Instructions to follow: Revise the chemical peel text starting with "It is recommended" and going on through "receive superficial peels.", changing "physician" to "dermatologist" wherever it occurs.

Page text:
-.-.-

A chemical peel is a process whereby a particular peeling agent or acid is placed on the skin to produce a controlled injury. Chemical peels can treat photodamaged skin by improving texture, evening pigmentation, and reducing wrinkles.

How deep do chemical peels penetrate?

Chemical peels can be performed at different levels of the skin.  The level of penetration determines the results as well as the healing time and potential side effects.  Superficial peels (glycolic acid, salicylic acid, low-strength TCA, and Jessner’s solution) penetrate the epidermis (uppermost layer of the skin).  Intermediate depth peels (medium-strength TCA) penetrate the papillary dermis or upper reticular dermis (the second layer of the skin).  Deep chemical peels (high-strength TCA and Phenol) penetrate the mid-to-deep reticular dermis but have largely been replaced by laser resurfacing.

Do I need to do anything before I receive a chemical peel?
It is recommended that most patients have a pre-treatment regimen.  This allows for the best peel and minimizes the risk of side effects, particularly unwanted pigmentary changes.  Sunscreen is critical and an SPF of at least 30 is recommended.  Retinoids, alpha hydroxy acids, and hydroquinone, may be suggested by the physician.

Can I have a chemical peel if I have dark skin?
Because chemical peels affect skin pigment, darker skin types should only receive superficial peels.

What are the potential side effects of chemical peels?
While most patients do well with chemical peeling, the following side effects can occur.

Most people experience redness, skin tightness, and peeling that typically resolves within one week.  It is uncommon for people to have uneven results, delayed healing or infection.

-.-.-

Annotated photo localization listing
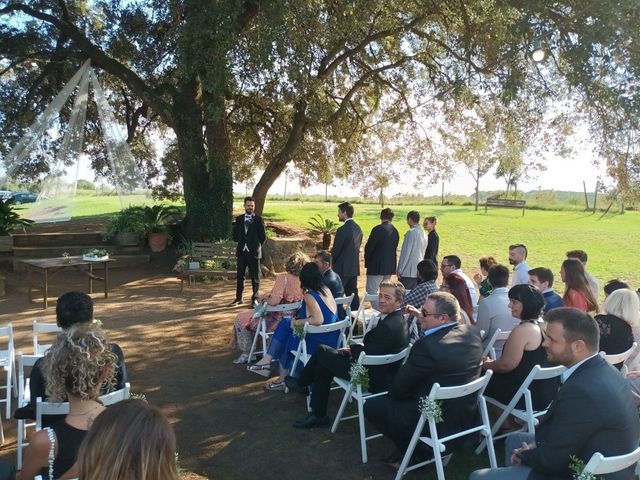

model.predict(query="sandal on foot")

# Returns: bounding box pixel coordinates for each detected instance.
[247,363,271,377]
[264,382,285,392]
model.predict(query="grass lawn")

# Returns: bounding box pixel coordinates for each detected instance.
[258,201,640,291]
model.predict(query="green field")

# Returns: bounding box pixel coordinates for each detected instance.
[258,201,640,290]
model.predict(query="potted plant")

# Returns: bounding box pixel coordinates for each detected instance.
[104,206,146,246]
[141,205,182,252]
[0,198,33,252]
[308,215,338,250]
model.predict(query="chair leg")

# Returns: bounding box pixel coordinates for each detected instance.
[331,385,353,433]
[358,392,369,463]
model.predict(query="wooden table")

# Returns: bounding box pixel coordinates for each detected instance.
[22,255,115,308]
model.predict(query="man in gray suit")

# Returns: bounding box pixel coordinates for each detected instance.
[398,210,427,290]
[331,202,362,310]
[470,307,640,480]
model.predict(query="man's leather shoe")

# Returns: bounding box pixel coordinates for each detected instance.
[293,413,329,429]
[284,375,309,395]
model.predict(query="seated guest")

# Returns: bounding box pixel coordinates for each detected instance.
[441,273,475,325]
[560,258,598,313]
[482,284,557,409]
[249,263,340,390]
[473,257,498,299]
[595,288,640,369]
[14,292,127,426]
[313,250,344,298]
[405,260,438,342]
[364,292,482,468]
[529,267,564,313]
[285,282,410,428]
[78,399,179,480]
[470,308,640,480]
[476,265,520,352]
[22,323,117,480]
[604,278,631,297]
[231,252,310,363]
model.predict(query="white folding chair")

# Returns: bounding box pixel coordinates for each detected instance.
[289,318,349,376]
[331,345,411,463]
[247,302,302,363]
[100,382,131,407]
[482,328,511,360]
[347,293,378,340]
[335,293,356,318]
[17,353,42,470]
[396,370,497,480]
[33,320,62,355]
[600,342,638,375]
[580,447,640,478]
[476,365,566,453]
[0,323,18,422]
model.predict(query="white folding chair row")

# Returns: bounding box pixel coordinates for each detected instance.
[347,293,378,340]
[0,323,18,424]
[580,447,640,478]
[289,318,349,375]
[17,353,42,470]
[247,302,302,363]
[482,328,511,360]
[33,320,62,355]
[476,365,566,453]
[395,370,497,480]
[331,345,411,463]
[600,342,638,374]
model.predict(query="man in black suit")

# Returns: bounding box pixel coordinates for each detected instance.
[364,208,400,295]
[331,202,362,310]
[285,280,409,428]
[231,197,267,307]
[364,292,482,468]
[471,307,640,480]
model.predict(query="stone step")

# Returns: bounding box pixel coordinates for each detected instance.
[11,232,106,248]
[13,253,151,272]
[13,243,143,258]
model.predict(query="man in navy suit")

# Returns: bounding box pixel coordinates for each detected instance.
[364,208,400,295]
[331,202,362,310]
[471,307,640,480]
[231,197,267,307]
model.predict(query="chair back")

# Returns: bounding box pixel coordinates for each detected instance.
[600,342,638,365]
[358,346,411,366]
[429,370,493,400]
[33,320,62,355]
[100,382,131,406]
[581,447,640,478]
[482,328,511,360]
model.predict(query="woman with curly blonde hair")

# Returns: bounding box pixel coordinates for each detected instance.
[78,399,178,480]
[21,323,117,480]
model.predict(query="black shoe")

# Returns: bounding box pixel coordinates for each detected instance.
[284,375,309,395]
[293,413,329,429]
[13,403,36,420]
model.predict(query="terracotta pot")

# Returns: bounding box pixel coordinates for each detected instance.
[147,232,167,252]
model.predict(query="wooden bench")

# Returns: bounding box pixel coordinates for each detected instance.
[178,242,237,292]
[484,198,527,217]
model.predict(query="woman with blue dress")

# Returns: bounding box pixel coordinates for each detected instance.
[249,263,340,390]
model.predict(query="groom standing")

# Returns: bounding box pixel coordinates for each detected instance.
[231,197,267,307]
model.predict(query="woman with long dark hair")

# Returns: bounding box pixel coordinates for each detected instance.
[560,258,598,313]
[249,263,340,390]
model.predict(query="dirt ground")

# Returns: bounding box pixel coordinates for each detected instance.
[0,253,485,480]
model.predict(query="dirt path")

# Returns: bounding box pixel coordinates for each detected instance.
[0,256,484,480]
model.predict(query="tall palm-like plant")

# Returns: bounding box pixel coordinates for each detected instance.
[308,215,338,250]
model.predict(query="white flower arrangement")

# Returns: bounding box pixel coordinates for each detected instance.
[349,363,369,390]
[418,396,443,423]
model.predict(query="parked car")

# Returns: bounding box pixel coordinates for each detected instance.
[10,192,38,205]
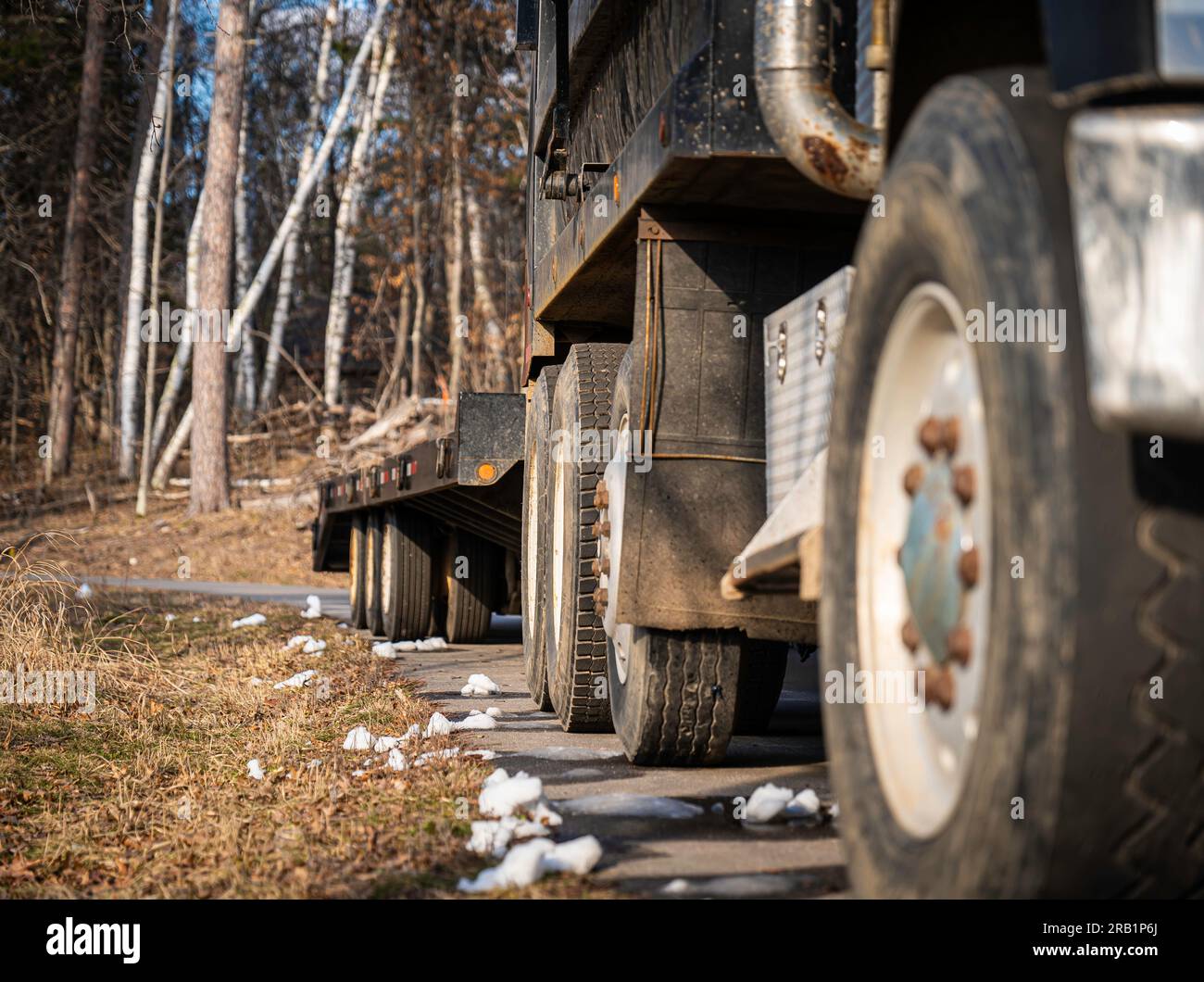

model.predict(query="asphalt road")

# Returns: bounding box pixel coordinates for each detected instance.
[89,577,847,897]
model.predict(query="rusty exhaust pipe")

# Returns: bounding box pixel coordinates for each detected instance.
[754,0,888,199]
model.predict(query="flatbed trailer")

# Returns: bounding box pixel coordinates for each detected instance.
[313,393,526,642]
[314,0,1204,897]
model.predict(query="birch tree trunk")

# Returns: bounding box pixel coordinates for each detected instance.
[118,0,178,478]
[151,187,205,458]
[189,0,248,514]
[322,32,396,406]
[46,0,107,482]
[409,142,426,399]
[259,0,338,412]
[233,113,256,416]
[219,0,389,375]
[443,44,469,412]
[133,13,176,518]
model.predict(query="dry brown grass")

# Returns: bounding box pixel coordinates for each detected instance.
[0,560,582,898]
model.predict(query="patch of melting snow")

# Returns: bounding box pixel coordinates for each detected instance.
[743,783,840,825]
[344,726,373,750]
[460,673,502,695]
[452,711,497,730]
[557,794,703,818]
[507,747,622,761]
[422,712,452,736]
[458,835,602,893]
[659,874,798,897]
[272,669,318,689]
[477,767,543,818]
[230,613,268,628]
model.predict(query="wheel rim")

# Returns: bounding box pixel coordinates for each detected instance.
[548,447,569,677]
[598,413,635,686]
[858,282,991,838]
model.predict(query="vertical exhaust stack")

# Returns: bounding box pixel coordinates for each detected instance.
[754,0,890,199]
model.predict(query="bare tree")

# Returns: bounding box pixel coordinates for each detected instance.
[133,4,176,518]
[118,0,178,478]
[259,0,338,411]
[190,0,248,514]
[45,0,107,481]
[322,32,396,406]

-.-.-

Response:
It is recommended that most patients have a pre-treatment regimen.  This allows for the best peel and minimizes the risk of side effects, particularly unwanted pigmentary changes.  Sunscreen is critical and an SPF of at least 30 is recommended.  Retinoids, alpha hydroxy acids, and hydroquinone, may be suggested by the dermatologist.

Can I have a chemical peel if I have dark skin?
Because chemical peels affect skin pigment, darker skin types should only receive superficial peels.